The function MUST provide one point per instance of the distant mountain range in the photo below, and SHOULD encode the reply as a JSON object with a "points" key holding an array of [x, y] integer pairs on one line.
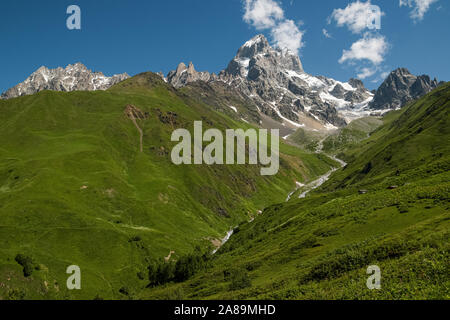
{"points": [[72, 78], [272, 79]]}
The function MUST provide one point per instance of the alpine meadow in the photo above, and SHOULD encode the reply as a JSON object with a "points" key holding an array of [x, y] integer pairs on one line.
{"points": [[263, 179]]}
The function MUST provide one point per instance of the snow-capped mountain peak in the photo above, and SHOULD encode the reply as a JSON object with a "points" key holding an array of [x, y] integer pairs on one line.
{"points": [[71, 78]]}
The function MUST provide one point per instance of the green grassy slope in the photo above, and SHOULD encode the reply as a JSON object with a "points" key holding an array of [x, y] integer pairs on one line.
{"points": [[75, 189], [320, 247]]}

• **REQUEST**: Please format the rows above as a Markdown table with the columns Line No. and Line Text, giving each line its own numbered entry and omitting blank lines. Leave the pictures out.

• **TASK RESPONSE**:
| Line No. | Line Text |
|---|---|
| 1 | The function MUST provide one point per instance of the distant mountain range in the photo below, and SHOULD encode the reply as a JSON object with a "points" key holding an array of [x, y] integer pairs on one line. |
| 2 | {"points": [[72, 78], [272, 79]]} |
| 3 | The function MUST provide one point per instance of the alpine meadow in the photo above, and SHOULD encode the reply as a JSON object with a "points" key holding an array of [x, y] integer pairs on one line. |
| 4 | {"points": [[263, 179]]} |
| 5 | The function MUST provide one point per instance of the snow-capped mountain peak in the photo above, and SHOULD encode the reply as a JSON object with a "points" key holding an array of [x, y] integer pairs on one line. |
| 6 | {"points": [[71, 78]]} |
| 7 | The function MUST provide one point per instance of the green grassy slope in the photo above, and SHOULD encode the reply as a JSON object with a "points" key holding an array of [x, y] integer pairs on one line. |
| 8 | {"points": [[75, 189], [320, 247]]} |